# [Task instructions]
Duplicate the portion of the entries below that runs from their start through the line containing "[[91, 262]]", with both ends included.

[Collected data entries]
_ _ _ _
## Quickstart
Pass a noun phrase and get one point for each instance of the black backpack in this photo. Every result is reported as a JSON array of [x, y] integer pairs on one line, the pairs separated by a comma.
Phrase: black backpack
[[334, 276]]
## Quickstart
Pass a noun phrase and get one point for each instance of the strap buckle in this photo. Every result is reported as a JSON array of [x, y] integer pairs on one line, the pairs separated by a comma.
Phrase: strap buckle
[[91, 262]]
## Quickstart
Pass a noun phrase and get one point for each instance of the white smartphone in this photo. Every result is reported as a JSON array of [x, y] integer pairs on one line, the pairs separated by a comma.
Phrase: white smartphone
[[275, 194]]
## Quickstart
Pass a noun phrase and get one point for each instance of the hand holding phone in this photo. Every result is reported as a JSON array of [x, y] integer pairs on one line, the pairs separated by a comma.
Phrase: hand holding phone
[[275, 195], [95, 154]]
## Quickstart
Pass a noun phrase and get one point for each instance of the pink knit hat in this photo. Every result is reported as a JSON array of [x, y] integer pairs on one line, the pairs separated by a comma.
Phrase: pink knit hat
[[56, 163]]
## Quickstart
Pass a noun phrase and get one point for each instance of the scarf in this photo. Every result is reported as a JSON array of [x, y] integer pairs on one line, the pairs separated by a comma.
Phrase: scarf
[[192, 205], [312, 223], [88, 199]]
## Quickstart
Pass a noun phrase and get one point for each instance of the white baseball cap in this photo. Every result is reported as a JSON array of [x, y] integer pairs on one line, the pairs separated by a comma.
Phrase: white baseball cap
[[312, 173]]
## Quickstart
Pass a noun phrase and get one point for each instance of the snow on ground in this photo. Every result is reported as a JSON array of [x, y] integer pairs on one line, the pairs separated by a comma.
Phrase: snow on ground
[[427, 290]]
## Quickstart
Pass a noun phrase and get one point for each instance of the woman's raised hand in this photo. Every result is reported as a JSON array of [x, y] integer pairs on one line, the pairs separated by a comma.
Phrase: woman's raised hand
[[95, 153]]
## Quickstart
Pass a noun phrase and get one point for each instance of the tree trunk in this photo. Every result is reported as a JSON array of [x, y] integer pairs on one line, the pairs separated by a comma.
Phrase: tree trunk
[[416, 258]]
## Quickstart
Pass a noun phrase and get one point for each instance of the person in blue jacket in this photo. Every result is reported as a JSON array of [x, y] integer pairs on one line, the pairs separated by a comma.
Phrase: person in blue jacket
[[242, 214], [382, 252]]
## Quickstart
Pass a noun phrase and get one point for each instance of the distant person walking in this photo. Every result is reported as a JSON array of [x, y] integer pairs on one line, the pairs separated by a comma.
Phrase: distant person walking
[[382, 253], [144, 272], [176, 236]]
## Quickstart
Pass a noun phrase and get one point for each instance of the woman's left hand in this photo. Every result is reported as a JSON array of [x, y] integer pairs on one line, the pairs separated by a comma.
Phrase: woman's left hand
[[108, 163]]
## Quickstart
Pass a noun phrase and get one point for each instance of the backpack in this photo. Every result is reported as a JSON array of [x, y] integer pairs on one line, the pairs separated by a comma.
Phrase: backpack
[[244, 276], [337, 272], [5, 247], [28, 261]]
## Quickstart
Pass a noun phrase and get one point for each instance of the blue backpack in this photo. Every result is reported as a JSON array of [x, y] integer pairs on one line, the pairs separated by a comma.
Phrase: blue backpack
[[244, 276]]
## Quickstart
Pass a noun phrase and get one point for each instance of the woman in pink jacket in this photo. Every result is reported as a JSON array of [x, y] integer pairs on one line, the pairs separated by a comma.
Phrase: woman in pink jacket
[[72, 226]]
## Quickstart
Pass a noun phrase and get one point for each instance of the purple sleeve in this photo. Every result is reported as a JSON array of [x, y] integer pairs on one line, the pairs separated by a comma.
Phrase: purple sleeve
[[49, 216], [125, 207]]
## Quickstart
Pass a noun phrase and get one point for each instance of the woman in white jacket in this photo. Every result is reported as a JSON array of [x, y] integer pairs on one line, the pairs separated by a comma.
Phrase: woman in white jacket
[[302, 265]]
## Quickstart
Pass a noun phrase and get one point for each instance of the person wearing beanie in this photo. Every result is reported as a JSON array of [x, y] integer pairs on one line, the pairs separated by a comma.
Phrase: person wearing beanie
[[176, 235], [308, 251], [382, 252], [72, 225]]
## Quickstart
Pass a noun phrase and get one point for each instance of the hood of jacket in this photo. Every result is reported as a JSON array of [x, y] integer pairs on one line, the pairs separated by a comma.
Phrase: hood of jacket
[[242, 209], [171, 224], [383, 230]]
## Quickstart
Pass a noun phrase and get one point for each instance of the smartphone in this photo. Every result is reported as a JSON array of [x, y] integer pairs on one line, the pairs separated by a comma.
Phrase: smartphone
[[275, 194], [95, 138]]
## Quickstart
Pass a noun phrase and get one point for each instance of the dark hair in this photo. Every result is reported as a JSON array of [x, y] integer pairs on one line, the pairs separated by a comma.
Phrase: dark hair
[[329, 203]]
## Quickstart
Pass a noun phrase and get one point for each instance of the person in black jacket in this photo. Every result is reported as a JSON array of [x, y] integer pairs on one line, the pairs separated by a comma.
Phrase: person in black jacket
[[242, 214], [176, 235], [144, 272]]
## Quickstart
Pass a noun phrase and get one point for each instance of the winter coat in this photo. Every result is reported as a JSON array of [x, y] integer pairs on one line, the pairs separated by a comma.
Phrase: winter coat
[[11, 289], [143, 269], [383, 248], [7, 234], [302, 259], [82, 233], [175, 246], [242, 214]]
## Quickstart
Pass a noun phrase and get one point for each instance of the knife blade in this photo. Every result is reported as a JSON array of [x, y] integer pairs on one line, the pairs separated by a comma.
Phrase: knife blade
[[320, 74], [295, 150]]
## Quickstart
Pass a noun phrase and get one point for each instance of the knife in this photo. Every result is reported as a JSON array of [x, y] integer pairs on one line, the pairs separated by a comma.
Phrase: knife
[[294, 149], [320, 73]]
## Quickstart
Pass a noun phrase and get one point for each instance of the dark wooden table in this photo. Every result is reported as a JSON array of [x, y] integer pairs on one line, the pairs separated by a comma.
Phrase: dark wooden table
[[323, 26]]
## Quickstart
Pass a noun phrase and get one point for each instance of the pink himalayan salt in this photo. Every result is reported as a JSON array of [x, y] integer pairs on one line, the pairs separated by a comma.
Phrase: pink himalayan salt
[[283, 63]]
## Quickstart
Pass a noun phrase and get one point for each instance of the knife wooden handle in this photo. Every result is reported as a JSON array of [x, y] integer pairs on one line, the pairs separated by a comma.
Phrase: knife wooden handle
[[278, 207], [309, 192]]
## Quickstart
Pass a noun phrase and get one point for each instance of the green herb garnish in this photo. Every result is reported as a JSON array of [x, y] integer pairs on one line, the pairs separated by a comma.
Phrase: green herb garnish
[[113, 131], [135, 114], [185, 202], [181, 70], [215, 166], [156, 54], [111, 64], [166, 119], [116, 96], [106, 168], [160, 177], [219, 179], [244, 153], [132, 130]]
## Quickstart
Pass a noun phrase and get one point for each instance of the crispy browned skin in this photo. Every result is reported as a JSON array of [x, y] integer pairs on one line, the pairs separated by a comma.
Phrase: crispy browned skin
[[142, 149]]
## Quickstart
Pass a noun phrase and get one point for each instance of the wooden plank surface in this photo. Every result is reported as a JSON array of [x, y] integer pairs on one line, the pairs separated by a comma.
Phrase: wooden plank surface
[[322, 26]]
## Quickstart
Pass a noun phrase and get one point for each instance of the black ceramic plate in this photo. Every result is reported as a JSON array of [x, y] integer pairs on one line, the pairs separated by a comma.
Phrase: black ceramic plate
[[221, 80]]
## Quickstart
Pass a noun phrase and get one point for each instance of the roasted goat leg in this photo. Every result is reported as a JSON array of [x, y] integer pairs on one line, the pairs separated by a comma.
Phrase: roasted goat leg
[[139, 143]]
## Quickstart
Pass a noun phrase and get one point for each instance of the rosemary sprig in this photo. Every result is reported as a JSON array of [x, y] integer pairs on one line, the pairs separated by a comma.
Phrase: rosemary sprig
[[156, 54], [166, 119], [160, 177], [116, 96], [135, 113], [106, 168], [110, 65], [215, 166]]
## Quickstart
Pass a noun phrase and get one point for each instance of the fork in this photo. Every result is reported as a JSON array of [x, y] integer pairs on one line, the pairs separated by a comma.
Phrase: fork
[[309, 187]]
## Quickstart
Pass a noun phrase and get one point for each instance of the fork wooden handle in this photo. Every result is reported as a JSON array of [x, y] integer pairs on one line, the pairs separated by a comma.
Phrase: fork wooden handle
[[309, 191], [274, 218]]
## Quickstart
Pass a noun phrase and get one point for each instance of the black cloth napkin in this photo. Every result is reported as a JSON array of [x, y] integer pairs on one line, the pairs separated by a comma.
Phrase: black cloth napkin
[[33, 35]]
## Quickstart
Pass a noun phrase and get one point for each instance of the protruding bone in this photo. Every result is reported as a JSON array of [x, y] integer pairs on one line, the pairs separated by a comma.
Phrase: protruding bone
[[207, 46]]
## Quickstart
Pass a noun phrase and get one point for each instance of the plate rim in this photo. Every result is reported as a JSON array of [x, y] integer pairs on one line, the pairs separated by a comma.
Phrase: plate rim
_ _ _ _
# [Expected answer]
## Quickstart
Pass a noun phrase and get one point for each instance of the black backpack in this photo. Every result is reported as a JSON array of [x, y] integer pairs on one line, the pairs separated by a comma.
Phrase: black backpack
[[334, 276]]
## Quickstart
Pass a noun phrase and get one point for each instance of the strap buckle in this photo. Every result is reported as a JSON array of [x, y] integer pairs on one line, the pairs separated by a comma.
Phrase: strap buckle
[[91, 262]]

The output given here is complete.